Supplied material —
+--

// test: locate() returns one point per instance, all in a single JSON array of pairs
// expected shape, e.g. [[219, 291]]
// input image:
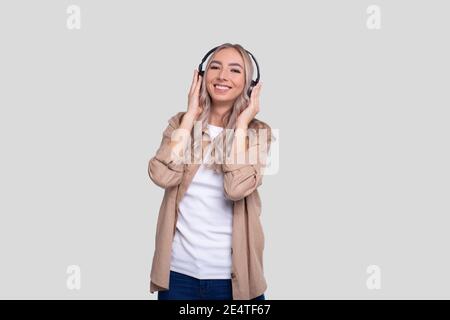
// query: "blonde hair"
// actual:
[[229, 120]]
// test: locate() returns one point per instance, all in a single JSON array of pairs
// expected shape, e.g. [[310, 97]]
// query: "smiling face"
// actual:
[[225, 77]]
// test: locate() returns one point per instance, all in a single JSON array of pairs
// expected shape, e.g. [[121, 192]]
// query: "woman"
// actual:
[[209, 240]]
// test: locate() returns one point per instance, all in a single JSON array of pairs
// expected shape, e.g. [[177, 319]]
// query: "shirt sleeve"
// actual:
[[162, 169], [241, 179]]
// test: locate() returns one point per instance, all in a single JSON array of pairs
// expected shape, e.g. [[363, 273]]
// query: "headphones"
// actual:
[[253, 83]]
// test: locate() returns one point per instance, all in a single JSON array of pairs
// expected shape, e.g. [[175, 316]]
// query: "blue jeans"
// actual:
[[184, 287]]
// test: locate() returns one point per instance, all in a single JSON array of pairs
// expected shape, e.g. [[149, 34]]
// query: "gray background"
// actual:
[[363, 136]]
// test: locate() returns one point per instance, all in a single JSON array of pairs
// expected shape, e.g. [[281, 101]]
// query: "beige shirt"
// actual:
[[240, 186]]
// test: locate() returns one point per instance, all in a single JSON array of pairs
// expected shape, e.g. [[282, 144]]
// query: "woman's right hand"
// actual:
[[194, 96]]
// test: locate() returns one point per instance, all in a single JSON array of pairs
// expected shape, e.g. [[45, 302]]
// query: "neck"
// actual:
[[217, 113]]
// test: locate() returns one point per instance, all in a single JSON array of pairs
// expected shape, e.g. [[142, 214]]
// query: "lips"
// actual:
[[221, 86]]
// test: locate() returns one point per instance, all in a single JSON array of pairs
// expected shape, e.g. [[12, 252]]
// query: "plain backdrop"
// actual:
[[363, 141]]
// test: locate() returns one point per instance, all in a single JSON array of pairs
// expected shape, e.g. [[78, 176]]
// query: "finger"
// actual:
[[194, 82], [199, 83]]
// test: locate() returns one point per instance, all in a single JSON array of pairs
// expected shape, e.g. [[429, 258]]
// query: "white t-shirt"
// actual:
[[202, 243]]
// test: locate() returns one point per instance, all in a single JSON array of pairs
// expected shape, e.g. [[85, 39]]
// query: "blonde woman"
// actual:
[[209, 239]]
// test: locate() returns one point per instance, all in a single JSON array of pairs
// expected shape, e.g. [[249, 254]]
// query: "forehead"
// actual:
[[228, 55]]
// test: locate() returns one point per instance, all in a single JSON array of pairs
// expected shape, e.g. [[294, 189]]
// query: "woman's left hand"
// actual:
[[252, 109]]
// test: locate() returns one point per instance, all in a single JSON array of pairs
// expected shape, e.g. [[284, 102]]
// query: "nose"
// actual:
[[223, 74]]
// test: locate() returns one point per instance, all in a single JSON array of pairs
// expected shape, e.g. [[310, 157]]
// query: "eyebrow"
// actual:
[[230, 64]]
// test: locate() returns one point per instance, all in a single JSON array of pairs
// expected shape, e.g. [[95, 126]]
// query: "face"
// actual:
[[225, 77]]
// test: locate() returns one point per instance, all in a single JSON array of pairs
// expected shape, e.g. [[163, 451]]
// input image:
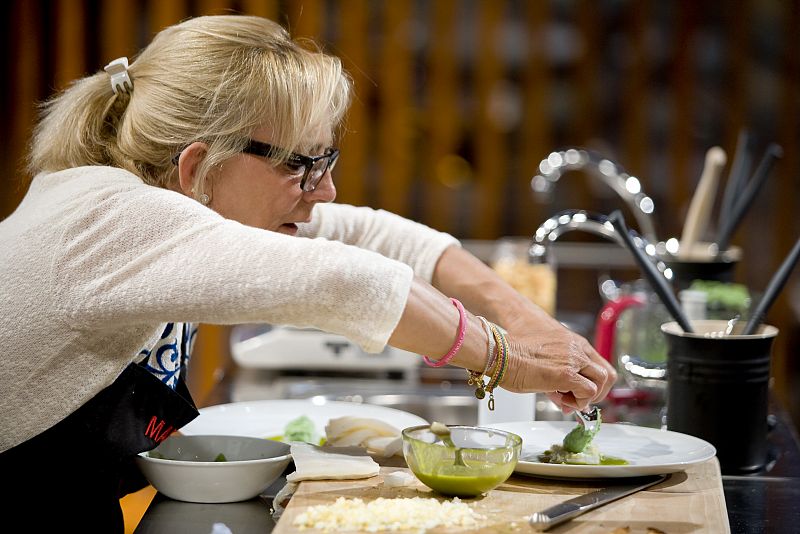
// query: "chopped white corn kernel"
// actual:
[[415, 514], [398, 479]]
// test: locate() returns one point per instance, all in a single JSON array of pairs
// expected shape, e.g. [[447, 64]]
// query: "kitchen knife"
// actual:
[[560, 513]]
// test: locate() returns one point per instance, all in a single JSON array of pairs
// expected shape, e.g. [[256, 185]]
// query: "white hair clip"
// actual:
[[120, 80]]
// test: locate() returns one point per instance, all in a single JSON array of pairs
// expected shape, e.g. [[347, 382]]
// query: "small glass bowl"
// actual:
[[489, 457]]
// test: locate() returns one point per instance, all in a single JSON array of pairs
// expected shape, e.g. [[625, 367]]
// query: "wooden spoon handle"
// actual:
[[702, 202]]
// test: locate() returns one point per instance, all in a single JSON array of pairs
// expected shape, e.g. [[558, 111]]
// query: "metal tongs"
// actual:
[[588, 419]]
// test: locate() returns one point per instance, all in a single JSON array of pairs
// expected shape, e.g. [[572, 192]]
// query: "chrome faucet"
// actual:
[[627, 187], [593, 223]]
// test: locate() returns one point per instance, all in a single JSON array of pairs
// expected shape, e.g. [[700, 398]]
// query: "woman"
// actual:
[[195, 186]]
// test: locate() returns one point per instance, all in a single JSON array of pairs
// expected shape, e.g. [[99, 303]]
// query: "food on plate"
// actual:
[[403, 514], [367, 432], [577, 448]]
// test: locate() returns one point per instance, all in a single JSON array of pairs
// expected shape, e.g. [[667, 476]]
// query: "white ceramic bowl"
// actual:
[[184, 467]]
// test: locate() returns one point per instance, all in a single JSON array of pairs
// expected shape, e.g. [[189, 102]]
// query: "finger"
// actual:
[[565, 401], [605, 365], [581, 386], [599, 377]]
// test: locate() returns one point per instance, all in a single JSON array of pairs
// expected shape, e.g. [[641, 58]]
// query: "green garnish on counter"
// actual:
[[722, 295], [301, 429]]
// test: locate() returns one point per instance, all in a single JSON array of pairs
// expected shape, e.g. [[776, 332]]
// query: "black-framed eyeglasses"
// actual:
[[313, 168]]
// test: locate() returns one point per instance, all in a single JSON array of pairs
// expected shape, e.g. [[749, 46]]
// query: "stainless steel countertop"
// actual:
[[758, 503]]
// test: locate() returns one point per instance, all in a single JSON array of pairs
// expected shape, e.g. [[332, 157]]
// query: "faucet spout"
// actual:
[[593, 223], [626, 186]]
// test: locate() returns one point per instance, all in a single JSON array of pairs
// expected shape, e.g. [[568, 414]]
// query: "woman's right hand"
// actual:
[[555, 360]]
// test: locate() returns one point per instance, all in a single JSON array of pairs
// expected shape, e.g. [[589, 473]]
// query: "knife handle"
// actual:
[[562, 512]]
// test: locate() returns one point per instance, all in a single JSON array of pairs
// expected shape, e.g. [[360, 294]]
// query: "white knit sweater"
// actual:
[[94, 263]]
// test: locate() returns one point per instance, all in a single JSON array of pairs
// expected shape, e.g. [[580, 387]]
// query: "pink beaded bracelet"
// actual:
[[462, 331]]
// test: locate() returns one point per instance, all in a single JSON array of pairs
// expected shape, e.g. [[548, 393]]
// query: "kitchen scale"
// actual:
[[265, 346]]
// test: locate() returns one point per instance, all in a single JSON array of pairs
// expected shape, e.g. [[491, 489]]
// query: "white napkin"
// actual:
[[317, 463]]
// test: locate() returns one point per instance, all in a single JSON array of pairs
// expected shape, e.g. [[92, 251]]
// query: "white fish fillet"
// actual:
[[316, 463], [372, 434], [342, 425]]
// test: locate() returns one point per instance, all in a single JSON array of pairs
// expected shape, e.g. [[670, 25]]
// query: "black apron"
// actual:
[[73, 474]]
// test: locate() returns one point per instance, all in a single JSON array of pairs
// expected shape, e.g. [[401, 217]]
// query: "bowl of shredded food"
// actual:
[[214, 469]]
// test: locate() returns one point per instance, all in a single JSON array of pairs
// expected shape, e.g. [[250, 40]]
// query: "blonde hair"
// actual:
[[213, 79]]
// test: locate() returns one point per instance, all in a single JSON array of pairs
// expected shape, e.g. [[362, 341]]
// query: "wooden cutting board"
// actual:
[[691, 501]]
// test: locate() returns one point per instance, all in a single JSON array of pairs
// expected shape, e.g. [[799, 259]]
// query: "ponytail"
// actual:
[[78, 126]]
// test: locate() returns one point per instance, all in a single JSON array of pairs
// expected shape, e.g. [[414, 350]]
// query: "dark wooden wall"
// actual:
[[458, 101]]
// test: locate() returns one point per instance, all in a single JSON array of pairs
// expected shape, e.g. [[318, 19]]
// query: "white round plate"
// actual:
[[649, 451], [268, 418]]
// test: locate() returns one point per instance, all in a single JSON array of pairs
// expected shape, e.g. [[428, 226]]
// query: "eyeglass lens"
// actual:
[[318, 170]]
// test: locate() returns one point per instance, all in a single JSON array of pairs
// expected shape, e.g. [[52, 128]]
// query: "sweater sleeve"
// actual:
[[393, 236], [145, 254]]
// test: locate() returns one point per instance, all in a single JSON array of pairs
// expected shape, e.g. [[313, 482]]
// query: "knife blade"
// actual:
[[560, 513]]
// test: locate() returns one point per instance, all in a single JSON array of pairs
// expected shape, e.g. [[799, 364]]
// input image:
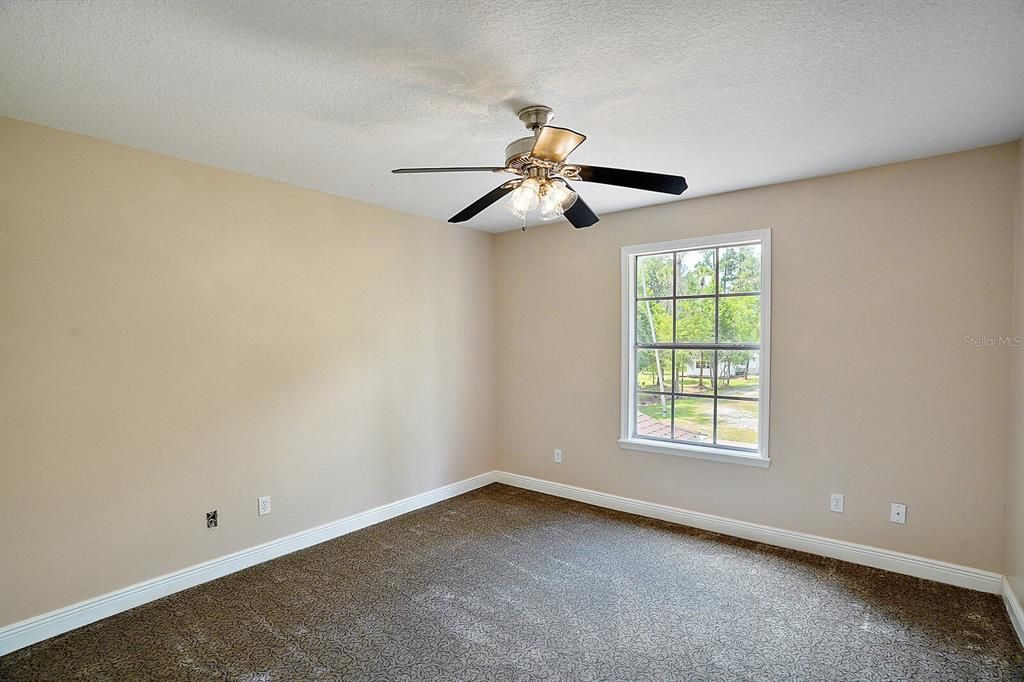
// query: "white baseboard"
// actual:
[[908, 564], [36, 629], [1014, 608], [33, 630]]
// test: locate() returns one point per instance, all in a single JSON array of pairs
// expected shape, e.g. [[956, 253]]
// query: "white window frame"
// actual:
[[627, 437]]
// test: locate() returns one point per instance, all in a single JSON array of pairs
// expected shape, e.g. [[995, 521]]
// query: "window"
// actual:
[[695, 347]]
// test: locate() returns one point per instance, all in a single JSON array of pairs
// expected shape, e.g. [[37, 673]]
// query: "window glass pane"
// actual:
[[694, 272], [738, 373], [693, 371], [693, 419], [654, 371], [739, 269], [737, 423], [653, 415], [695, 320], [653, 322], [739, 320], [654, 275]]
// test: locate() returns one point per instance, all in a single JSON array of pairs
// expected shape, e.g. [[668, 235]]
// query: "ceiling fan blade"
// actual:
[[454, 169], [484, 201], [555, 143], [580, 214], [670, 184]]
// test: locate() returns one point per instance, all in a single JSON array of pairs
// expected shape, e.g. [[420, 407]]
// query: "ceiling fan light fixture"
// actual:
[[559, 193], [524, 199]]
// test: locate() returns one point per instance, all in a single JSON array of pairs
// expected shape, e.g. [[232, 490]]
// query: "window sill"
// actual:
[[695, 452]]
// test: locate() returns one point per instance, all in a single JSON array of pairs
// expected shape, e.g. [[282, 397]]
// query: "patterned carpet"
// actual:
[[503, 584]]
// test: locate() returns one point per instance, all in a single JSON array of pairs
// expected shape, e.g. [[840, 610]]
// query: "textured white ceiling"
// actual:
[[331, 95]]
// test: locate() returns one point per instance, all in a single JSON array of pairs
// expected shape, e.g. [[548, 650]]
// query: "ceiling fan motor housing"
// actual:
[[517, 153]]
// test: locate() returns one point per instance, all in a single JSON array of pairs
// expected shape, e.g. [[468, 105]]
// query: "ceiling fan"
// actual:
[[539, 161]]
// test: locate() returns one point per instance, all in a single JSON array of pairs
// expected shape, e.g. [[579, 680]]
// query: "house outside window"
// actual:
[[695, 347]]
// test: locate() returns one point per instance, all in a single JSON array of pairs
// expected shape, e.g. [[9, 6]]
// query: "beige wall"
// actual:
[[1015, 503], [877, 276], [176, 338]]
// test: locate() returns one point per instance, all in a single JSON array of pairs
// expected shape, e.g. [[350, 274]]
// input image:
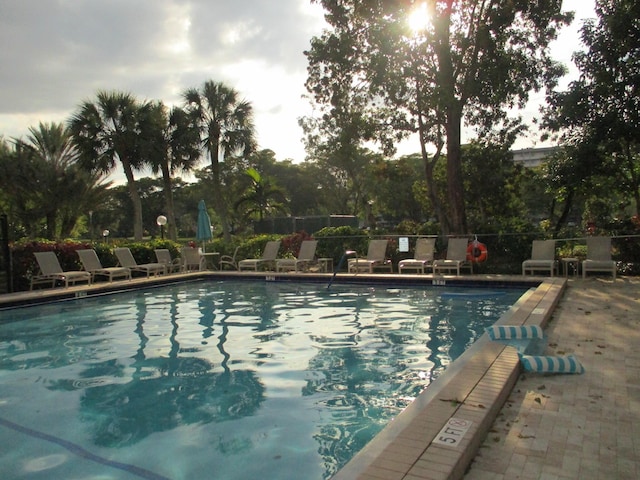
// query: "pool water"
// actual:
[[222, 380]]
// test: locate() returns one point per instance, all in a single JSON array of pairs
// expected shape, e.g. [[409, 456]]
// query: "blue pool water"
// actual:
[[222, 380]]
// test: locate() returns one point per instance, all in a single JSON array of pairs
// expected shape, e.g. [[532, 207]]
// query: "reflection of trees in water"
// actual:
[[164, 392], [371, 380], [125, 414]]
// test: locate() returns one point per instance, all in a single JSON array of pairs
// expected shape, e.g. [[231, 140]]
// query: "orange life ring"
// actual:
[[477, 252]]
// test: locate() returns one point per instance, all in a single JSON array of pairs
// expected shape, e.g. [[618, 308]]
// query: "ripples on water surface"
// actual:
[[228, 380]]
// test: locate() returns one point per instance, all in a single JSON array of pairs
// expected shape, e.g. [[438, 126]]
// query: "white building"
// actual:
[[532, 157]]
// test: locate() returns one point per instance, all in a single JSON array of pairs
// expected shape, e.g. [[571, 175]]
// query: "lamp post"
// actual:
[[161, 221], [91, 225]]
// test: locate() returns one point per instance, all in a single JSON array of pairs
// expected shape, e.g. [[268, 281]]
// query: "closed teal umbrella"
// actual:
[[203, 232]]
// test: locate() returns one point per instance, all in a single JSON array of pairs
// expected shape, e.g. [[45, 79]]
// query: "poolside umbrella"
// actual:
[[203, 232]]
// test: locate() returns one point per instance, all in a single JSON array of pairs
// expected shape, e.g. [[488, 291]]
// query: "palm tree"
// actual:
[[50, 151], [46, 182], [226, 126], [112, 129], [262, 197], [176, 147]]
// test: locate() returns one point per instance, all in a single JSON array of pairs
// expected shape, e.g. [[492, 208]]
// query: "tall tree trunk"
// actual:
[[172, 231], [566, 209], [455, 185], [51, 225], [135, 199], [453, 112], [218, 198], [432, 191]]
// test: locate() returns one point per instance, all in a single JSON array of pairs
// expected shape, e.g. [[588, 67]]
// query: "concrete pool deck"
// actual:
[[544, 427], [576, 426]]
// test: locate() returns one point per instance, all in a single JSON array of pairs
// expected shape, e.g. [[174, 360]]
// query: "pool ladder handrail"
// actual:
[[340, 263]]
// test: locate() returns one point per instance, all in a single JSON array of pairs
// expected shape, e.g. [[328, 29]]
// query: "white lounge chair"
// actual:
[[51, 271], [423, 257], [163, 255], [543, 258], [191, 260], [599, 257], [305, 257], [376, 258], [456, 257], [91, 263], [125, 259], [268, 257]]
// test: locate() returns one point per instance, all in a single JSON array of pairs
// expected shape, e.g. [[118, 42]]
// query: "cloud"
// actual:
[[57, 53]]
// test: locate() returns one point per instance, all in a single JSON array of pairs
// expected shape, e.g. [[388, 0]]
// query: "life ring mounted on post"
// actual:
[[477, 252]]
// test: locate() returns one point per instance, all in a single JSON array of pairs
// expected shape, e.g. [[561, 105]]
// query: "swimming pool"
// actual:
[[222, 379]]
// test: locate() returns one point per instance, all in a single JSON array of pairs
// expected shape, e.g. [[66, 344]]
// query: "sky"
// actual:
[[55, 54]]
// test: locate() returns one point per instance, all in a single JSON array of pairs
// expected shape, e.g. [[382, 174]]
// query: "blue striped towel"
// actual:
[[551, 364]]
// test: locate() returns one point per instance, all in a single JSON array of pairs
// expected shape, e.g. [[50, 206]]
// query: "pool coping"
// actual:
[[471, 391]]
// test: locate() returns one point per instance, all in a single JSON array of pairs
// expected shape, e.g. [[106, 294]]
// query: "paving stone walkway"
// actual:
[[576, 426]]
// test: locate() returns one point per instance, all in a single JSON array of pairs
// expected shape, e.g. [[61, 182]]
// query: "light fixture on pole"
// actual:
[[161, 221]]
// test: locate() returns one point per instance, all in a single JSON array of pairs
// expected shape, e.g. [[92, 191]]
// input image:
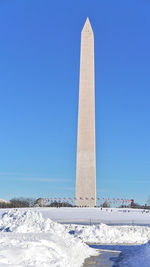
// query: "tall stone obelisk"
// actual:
[[86, 155]]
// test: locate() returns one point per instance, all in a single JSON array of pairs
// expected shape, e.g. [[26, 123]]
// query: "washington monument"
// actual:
[[86, 155]]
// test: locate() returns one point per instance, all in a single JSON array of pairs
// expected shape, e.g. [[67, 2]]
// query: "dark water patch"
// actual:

+--

Problem to work on — Identify every line in the listing above that contains the string "plate", matching case exactly.

Answer to the problem —
// query: "food on plate"
// query: "white round plate"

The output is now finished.